▽

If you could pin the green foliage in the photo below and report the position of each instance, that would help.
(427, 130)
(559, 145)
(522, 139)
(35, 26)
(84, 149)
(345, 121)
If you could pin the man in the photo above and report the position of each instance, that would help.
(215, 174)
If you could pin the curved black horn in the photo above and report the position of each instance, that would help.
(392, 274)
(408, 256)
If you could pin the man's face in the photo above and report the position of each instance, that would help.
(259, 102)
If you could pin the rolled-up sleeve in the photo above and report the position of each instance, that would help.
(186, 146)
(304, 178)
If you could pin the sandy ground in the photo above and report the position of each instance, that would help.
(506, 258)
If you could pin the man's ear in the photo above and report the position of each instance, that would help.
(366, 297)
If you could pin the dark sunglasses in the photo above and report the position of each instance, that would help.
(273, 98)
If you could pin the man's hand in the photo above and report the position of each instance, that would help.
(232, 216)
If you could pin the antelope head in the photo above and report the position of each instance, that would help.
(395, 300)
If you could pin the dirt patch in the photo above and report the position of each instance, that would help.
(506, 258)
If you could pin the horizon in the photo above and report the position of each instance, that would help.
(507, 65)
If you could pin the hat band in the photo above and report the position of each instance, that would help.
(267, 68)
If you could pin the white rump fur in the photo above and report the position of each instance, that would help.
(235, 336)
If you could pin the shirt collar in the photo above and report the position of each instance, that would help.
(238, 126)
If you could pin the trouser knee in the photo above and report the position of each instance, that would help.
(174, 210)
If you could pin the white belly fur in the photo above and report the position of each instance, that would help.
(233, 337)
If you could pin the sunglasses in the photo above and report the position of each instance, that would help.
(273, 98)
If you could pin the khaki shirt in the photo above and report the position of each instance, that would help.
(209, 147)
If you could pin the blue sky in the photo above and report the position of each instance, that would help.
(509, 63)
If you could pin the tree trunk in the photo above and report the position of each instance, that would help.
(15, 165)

△

TASK TO COMPLETE: Copy exactly. The range runs from the line containing "If you could pin the white rump" through the last line of the data.

RESULT OF THIS EXERCISE:
If you could pin the white rump fur in the photo above and report the position of each instance, that would help.
(235, 336)
If you could pin the shirt collar in the photo above and report the position of each instance, that would help.
(238, 126)
If you could pin the trouser knee in the photo above and report the position of each instance, that would help.
(174, 210)
If you could pin the white belly fur in the photo above and report the position of each instance, that would help.
(233, 337)
If you could pin the sunglasses in the photo above and report the position of each instance, that would help.
(273, 98)
If you could pin the khaki shirt in the photo above and report the position of each instance, that would help.
(209, 147)
If you could pin the blue sky in the photo above and report the position of each instance, that would help.
(509, 63)
If you could pin the tree trunk in the photo above and report the position of each instance, that would help.
(15, 165)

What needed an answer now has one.